Given instruction: How many lines in the entries below contain the word "rock"? Reply with the number alone.
^^^^
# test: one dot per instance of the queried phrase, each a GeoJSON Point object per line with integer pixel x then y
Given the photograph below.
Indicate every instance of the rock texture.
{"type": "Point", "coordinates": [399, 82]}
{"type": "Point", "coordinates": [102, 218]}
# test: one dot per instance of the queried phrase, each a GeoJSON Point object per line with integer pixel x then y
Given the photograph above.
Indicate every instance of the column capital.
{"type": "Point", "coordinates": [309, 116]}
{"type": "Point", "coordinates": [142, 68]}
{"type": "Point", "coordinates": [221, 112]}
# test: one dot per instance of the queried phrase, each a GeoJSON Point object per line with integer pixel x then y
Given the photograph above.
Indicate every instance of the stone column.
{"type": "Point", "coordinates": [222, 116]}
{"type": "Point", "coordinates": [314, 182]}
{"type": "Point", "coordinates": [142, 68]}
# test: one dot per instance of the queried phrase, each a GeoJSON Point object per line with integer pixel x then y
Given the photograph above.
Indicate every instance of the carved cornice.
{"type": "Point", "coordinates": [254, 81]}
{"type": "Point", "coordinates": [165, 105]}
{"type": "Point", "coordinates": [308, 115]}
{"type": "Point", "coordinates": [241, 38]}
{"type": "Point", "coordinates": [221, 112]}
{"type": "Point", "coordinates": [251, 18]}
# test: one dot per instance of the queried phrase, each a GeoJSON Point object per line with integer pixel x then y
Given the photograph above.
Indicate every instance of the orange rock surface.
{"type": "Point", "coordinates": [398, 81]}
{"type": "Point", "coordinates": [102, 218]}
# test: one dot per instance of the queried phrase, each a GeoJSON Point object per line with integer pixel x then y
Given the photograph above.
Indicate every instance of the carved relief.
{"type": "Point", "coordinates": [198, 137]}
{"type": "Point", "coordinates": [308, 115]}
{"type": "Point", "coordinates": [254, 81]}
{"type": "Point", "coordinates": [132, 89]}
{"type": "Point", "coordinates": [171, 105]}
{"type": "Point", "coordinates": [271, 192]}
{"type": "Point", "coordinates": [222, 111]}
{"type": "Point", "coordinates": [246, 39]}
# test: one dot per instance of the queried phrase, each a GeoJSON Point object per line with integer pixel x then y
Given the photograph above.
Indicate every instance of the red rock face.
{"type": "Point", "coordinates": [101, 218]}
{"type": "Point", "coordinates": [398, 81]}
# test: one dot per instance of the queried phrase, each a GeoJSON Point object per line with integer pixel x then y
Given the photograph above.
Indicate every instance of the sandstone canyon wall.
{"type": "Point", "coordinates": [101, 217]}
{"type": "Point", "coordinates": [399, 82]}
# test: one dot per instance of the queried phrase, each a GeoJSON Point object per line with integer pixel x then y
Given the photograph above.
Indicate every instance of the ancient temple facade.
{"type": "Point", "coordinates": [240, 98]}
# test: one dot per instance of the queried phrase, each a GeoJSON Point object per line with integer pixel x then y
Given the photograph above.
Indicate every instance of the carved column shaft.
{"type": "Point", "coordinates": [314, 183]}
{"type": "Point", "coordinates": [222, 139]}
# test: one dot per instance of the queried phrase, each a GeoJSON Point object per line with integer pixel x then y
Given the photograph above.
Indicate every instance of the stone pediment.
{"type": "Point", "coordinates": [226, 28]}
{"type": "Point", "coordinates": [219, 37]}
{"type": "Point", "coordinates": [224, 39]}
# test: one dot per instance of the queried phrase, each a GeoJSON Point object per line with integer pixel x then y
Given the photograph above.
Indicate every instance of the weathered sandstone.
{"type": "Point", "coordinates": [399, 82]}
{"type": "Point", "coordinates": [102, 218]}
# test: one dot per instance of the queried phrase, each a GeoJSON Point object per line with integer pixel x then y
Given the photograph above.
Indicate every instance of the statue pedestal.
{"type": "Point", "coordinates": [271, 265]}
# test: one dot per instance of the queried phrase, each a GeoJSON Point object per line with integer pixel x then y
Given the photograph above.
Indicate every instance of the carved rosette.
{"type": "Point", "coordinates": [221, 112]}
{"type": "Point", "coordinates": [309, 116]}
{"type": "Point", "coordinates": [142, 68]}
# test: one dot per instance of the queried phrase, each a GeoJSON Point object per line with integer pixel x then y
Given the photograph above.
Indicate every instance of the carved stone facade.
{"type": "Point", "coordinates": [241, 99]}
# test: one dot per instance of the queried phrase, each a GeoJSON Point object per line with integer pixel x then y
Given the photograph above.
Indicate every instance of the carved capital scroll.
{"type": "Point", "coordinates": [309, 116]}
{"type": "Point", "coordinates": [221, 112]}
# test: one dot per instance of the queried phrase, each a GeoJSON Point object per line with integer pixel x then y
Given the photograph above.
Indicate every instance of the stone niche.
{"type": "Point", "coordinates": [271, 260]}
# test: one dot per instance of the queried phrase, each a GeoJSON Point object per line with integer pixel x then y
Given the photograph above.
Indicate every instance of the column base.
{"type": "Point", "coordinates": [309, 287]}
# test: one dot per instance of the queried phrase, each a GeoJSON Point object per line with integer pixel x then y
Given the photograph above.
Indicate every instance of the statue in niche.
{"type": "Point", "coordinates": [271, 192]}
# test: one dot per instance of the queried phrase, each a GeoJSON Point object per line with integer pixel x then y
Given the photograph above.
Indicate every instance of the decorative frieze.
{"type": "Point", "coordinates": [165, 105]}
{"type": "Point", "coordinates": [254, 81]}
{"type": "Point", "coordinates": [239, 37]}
^^^^
Answer: 3